Such moments were brief interludes only in the round of passion. For a time it seemed to the prince that he had found the meaning in life which had hitherto always eluded him. When Louise announced that she was pregnant, the delighted prince would lay his head down on her belly, listen to the unborn child and even talk to it.
79
And still both lovers’ deep physical and emotional satisfaction persisted, even through the usual storms affecting all love affairs. On one occasion the prince had to leave Louise’s bedroom in great haste to avoid being discovered. On another, after a lovers’ quarrel and in a rage, the prince threatened to fire off both his pistols at dead of night in the place Royale.

* **Source material**:
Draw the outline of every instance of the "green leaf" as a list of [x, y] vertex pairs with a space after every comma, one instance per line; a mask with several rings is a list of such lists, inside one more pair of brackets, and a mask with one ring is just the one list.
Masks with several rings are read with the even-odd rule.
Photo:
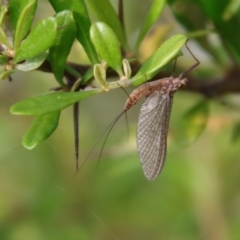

* **Written tasks**:
1. In the passage about the prince and Louise, what did the prince threaten to do in a rage after a lovers' quarrel?
2. Write the next part of the passage about the prince and Louise, picking up after its final sentence.

* **Answers to the exercises**:
1. He threatened to fire off both his pistols at dead of night in the place Royale.

2.
None of this was very serious. But in December a more formidable obstacle to the young lovers than Berryer’s police appeared. Louise’s husband Jules returned from the wars. To conceal the truth about the pregnancy, Louise had to allow a brief resumption of conjugal relations. Then the lovers had to decide how to deal with the much deteriorated situation. Louise suggested that it might be better if Charles did not come to her bedroom until half an hour after her husband had settled down for the night in his own apartment. This meant that their tryst could not commence until well after midnight. At that rate the prince would be returning to St Ouen in broad daylight. He solved the problem by moving to a house in the rue du Chemin du Rempart near Porte St Honoré. This was to be his last open abode in Paris.
80

Yet his own psychological problems could not be so easily dealt with. The return of the young husband brought on towering fits of jealousy. This was almost predictable, given the prince’s fragile self-esteem. Once the masking of the pregnancy had been achieved, he made Louise swear to abstain from intercourse with her husband.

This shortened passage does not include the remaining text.